• Assignment: Every line from the one containing "Get bounding boxes for woman's nose." to the end of the records below, written out word for word, is the whole answer.

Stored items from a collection
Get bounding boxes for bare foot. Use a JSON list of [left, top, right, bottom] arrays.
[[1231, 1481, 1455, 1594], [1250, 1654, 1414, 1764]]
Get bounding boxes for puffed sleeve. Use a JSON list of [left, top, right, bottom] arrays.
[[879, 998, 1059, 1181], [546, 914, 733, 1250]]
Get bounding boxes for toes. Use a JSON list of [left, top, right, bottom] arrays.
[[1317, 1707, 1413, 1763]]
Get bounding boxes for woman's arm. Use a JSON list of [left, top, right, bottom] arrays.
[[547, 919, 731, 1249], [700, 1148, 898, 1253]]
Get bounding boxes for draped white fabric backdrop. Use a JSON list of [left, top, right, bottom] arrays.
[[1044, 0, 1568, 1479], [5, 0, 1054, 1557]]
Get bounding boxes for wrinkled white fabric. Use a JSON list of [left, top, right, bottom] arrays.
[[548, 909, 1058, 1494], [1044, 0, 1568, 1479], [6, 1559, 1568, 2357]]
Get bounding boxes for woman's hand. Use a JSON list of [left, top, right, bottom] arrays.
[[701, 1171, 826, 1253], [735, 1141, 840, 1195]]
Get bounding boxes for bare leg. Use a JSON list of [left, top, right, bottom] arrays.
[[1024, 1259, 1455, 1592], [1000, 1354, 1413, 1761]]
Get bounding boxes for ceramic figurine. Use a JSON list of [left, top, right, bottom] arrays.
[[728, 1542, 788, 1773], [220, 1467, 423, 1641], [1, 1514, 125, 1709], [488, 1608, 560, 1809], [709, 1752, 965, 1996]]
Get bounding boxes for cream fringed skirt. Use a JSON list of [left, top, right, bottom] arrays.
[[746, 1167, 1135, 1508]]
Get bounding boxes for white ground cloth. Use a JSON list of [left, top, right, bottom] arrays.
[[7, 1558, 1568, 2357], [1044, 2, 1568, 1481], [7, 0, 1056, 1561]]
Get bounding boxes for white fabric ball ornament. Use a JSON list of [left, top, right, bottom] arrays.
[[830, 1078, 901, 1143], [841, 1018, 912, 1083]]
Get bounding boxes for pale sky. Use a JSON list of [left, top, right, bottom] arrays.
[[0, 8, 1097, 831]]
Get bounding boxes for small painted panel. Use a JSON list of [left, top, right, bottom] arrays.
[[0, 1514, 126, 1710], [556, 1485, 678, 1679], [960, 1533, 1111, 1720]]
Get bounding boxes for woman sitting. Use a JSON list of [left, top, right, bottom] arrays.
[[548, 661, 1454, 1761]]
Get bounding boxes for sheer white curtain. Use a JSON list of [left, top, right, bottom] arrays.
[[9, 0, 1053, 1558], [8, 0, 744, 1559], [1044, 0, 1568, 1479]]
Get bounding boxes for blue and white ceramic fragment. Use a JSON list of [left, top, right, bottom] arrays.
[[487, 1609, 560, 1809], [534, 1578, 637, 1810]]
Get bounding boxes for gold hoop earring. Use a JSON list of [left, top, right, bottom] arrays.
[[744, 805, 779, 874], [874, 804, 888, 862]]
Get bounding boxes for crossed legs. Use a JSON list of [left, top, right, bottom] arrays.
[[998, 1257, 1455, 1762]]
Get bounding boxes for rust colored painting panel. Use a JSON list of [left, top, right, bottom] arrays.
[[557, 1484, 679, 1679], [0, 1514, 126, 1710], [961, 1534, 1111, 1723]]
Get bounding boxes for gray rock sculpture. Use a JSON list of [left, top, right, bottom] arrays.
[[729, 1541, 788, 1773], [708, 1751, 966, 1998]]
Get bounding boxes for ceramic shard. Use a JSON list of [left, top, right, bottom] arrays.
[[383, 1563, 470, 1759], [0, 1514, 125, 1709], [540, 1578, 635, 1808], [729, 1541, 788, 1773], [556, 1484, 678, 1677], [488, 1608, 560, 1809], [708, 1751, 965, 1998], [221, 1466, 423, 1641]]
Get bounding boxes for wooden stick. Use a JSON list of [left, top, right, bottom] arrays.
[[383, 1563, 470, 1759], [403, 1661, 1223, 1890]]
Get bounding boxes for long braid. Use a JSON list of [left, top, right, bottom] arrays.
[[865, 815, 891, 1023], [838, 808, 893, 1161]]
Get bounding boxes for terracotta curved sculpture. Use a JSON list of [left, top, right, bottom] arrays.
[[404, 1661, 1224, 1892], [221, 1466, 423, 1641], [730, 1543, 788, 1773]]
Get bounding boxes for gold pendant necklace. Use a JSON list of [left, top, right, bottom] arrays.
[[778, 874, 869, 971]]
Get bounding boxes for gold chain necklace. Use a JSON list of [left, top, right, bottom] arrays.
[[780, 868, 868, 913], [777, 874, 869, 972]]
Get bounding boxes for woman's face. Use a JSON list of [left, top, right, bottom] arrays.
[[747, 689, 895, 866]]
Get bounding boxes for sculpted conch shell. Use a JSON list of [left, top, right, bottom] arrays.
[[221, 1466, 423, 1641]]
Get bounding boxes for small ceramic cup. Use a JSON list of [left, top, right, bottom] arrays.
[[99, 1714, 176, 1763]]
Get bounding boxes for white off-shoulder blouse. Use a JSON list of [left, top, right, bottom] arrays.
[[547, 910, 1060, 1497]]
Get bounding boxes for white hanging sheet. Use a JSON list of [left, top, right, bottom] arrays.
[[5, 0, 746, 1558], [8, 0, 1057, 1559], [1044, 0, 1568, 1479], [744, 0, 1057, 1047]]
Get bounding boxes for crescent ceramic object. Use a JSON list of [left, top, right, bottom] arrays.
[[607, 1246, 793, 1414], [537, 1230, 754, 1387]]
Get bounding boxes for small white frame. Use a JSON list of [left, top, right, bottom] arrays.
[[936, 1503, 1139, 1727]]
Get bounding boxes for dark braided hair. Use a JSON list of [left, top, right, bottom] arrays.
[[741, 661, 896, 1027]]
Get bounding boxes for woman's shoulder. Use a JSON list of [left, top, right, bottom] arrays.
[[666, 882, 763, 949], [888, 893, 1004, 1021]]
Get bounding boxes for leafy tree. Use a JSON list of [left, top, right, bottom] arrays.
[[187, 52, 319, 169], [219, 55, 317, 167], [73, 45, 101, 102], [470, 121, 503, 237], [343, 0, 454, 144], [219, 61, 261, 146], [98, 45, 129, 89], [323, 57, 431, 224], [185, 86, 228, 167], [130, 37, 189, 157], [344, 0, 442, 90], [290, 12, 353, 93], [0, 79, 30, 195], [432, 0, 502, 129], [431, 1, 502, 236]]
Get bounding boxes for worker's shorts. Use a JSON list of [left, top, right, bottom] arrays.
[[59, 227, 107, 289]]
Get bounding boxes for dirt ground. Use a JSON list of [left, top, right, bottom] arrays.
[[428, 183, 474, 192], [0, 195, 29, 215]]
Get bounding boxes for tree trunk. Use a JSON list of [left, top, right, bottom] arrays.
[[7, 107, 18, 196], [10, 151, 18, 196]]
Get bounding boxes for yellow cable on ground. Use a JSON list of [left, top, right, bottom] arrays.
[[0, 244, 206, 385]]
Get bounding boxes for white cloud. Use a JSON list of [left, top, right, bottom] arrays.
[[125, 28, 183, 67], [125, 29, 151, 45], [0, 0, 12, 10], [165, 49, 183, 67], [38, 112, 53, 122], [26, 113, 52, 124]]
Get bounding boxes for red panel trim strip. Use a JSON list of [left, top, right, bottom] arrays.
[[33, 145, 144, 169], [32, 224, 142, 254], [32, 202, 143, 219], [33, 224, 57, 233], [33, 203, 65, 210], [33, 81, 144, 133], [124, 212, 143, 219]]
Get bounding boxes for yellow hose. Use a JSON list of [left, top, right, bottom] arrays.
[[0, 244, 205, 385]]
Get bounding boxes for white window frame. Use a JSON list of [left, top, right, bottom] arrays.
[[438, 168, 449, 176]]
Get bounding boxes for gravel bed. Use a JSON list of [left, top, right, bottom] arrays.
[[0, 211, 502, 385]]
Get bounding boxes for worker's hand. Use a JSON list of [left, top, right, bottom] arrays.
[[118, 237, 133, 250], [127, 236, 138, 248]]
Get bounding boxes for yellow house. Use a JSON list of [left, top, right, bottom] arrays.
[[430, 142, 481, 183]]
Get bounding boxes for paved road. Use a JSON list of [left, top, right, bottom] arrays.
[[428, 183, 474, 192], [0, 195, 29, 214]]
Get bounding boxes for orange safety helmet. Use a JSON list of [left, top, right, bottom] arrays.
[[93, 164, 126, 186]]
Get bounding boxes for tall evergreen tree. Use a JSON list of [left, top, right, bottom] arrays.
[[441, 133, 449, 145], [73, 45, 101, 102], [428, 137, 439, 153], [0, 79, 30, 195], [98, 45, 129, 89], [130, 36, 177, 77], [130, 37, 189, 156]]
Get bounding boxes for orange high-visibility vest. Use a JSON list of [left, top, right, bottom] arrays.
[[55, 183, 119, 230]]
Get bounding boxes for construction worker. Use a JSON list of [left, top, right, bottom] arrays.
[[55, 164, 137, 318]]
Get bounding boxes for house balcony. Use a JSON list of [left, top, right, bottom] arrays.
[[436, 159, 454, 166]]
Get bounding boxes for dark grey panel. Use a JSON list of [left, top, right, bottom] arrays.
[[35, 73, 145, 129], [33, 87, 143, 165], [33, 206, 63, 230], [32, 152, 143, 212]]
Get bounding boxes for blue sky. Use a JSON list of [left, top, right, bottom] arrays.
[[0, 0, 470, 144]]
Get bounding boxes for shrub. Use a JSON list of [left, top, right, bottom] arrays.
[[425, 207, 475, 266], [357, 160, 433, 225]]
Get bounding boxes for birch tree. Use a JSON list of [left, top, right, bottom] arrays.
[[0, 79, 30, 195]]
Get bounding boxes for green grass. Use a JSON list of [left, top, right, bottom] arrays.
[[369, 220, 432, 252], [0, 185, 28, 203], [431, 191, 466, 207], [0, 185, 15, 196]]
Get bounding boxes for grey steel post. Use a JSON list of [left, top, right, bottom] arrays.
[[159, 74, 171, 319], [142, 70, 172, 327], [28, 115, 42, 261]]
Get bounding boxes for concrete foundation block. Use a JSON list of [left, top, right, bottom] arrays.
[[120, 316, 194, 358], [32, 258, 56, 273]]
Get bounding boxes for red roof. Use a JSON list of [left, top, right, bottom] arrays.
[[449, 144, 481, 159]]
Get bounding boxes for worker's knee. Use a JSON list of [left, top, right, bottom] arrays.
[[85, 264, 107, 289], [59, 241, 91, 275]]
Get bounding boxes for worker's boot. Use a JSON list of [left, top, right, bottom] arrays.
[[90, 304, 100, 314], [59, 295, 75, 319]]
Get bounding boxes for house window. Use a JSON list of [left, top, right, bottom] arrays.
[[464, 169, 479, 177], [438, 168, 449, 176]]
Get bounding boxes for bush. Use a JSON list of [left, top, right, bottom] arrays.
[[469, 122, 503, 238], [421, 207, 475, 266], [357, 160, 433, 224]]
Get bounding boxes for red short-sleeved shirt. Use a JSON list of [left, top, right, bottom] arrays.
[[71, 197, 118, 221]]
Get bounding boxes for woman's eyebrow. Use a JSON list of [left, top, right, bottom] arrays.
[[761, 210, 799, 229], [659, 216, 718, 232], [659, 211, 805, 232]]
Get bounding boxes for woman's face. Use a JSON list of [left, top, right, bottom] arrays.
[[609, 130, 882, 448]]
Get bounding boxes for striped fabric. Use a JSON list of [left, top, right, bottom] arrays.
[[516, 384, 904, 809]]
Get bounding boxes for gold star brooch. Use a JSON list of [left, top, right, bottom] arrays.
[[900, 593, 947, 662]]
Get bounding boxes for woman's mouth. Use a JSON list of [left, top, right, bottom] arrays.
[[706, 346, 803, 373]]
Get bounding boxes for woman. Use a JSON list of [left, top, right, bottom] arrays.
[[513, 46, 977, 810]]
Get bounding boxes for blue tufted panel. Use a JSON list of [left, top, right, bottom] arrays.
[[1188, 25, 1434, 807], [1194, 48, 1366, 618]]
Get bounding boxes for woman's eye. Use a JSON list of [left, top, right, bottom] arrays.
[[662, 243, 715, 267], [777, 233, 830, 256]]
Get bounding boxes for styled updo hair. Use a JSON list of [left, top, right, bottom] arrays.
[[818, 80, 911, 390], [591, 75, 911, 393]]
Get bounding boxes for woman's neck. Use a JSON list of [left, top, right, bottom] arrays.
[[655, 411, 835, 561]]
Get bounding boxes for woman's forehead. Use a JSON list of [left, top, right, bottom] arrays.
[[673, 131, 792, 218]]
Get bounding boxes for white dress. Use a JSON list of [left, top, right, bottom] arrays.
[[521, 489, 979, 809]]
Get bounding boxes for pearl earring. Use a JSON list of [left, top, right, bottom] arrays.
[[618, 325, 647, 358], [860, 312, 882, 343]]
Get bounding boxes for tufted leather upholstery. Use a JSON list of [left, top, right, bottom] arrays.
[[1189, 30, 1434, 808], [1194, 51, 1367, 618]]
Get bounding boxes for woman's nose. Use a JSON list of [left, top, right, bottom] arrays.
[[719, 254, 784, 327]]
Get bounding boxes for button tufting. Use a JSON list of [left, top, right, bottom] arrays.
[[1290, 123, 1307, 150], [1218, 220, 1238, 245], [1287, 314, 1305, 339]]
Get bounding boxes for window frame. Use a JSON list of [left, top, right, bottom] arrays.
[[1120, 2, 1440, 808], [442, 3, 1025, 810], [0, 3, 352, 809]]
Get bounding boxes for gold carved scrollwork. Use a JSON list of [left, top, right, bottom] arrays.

• Answer box:
Get bounding boxes for woman's nose. Use a JSON list of [left, top, right, bottom] arrays.
[[719, 254, 784, 327]]
Get bounding boxes for button tufting. Use a JSON list of [left, top, right, bottom] arrays.
[[1290, 123, 1307, 150], [1218, 220, 1238, 245], [1287, 314, 1305, 339]]
Get bounding boxes for window frame. Use a JSON list of [left, top, right, bottom] arrays.
[[1120, 2, 1440, 808], [442, 3, 1025, 810], [0, 3, 352, 809]]
Get bounding boxes for gold carved scrollwork. Use a JSON list of [left, top, right, bottom] arrays.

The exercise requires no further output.